### LIST OF TASKS
a) In the passage on 2026 Masters odds, where did Bryson DeChambeau win his back-to-back LIV Golf events?
b) Write the next part of the passage on 2026 Masters odds, starting right after its final sentence.

### PROVIDED PASSAGE

Kalshi traders are projecting Scottie Scheffler to win the 2026 Masters with a 16% chance. He opened with a 27% chance on February 4, but that percentage has dropped significantly over the past two months. Scheffler has won "just" one tournament this year - his season debut in The American Express - and he hasn't played since a T-22 finish in The Players Championship.
👶 Where's Scheffler been?
Scottie Scheffler withdrew from the Texas Children's Houston Open and wasn't in the field for the Valero Texas Open while anticipating the birth of his second child.
The 14 cent Yes price for Scheffler to win the Masters would return a profit of $615 on a winning $100 investment. Note that Kalshi markets are live and act as stocks. Traders can buy and sell shares in golfers to win throughout the tournament, with the leaderboard and their performance impacting their share price from Thursday through Sunday. The higher a golfer is on the leaderboard once the tournament begins, the higher their chance (probability) of winning will be, or at least be perceived to be.
💡 How Masters markets work
If a golfer forfeits, withdraws, or does not participate prior to teeing off, their contracts will resolve as follows:
- Tournament winner and End of Round Leader markets will resolve to No
- Finishing Position, Make the Cut, Head-to-Head, and 3-ball markets will resolve to Fair Market Value
👉 Who will win the 2026 Masters?
Bryson DeChambeau (8%)
I've been backing Bryson DeChambeau to win the 2026 Masters since his disappointing T-5 finish last year, and he's only been proving me right. I expect that seeing how Rory McIlroy handled a near-disaster with a double bogey on No. 13 and bogeys on 14 and 18 last year will help him learn as he looks to overcome his own struggles on the back 9 a year ago.
He'll enter the first major of the season off back-to-back wins on the LIV Golf Invitational Series in Singapore and South Africa. Those victories - both in 72-hole events - came after he won just three times in his first three seasons after joining the rebel tour.
The second of DeChambeau's victories came in a playoff over Jon Rahm - a former Masters champion who shares an 8% chance to win the 2026 Masters.
🌲 Bryson DeChambeau's Masters growth
Once ridiculed for calling Augusta National a par-67 for himself, DeChambeau finished T-6 and T-5, respectively, in the last two runnings of the Masters - his first top-10 finishes in nine tournament appearances.
DeChambeau has played his best golf in majors over the past two years. He finished in the top 10 in six of the last eight major championships and won the 2024 U.S. Open. One of golf's best ambassadors, he seems to be following a trajectory toward a green jacket. The two-time U.S. Open champion can lean on his routine strengths of driving distance and putting.

### MATERIAL PROVIDED
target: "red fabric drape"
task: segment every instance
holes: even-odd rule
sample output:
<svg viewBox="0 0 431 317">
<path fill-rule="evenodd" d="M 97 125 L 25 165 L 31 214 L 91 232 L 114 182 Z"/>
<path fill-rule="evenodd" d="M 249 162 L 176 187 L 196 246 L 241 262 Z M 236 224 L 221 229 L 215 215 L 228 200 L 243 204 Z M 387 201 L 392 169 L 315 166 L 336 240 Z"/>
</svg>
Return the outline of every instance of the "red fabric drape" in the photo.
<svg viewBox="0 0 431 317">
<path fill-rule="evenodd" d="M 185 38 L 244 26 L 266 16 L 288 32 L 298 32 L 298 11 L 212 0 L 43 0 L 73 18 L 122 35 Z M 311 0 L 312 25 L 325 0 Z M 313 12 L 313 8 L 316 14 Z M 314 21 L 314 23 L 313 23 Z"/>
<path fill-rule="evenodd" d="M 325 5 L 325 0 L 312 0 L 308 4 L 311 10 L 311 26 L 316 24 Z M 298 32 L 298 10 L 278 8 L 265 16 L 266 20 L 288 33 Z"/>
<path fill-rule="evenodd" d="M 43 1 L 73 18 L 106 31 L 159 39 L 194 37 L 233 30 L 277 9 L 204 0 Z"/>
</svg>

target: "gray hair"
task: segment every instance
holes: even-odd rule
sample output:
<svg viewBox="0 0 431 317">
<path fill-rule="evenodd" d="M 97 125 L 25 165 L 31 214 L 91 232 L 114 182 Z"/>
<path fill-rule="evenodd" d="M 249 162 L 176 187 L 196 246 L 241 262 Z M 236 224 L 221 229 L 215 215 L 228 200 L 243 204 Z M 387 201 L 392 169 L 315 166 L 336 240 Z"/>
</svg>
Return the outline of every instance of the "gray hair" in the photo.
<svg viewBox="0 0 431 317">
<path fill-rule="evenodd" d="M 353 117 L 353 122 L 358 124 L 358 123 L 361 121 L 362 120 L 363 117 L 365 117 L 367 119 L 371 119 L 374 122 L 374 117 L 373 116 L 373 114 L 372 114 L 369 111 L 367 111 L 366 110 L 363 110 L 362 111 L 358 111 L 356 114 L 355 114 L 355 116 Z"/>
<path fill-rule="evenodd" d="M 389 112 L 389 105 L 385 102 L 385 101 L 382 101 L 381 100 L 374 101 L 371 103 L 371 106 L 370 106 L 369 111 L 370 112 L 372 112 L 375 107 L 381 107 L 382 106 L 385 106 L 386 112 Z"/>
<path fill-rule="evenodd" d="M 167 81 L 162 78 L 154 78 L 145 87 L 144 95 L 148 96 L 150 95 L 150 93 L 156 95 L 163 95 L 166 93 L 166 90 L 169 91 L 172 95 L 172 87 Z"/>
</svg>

### RESPONSES FOR EACH TASK
a) Singapore and South Africa.

b)
🏆 Will Rory McIlroy defend the Masters?
McIlroy is being give a 7% chance of defending as the Masters champion. Tiger Woods in 2001 and 2002 was the last person to win consecutive green jackets. Nick Faldo in 1989 and 1990 was the last before him.
I consider there to be good value on McIlroy to win the Masters with his 7% win probability. Having come oh-so-close so many times before at Augusta National, last year's victory will have him playing the first major pressure free for the first time in his career. He leads DeChambeau in both strokes gained: off-the-tee and driving distance, and he's gained more than twice as many strokes on approach per round as Scheffler this calendar year.
I believe Kalshi traders are discounting the defending champion. McIlroy's 7% win probability translates to odds of +1330 and would return a profit of $133 on a winning $10 investment.
🆚 Masters win probabilities: Tournament matchups
There are some early 72-hole tournament matchup trading markets available at Kalshi. These markets ask a golfer to beat the other by having the lower 72-hole tournament score. If the golfer you pick wins the matchup, Yes will be graded as the winner.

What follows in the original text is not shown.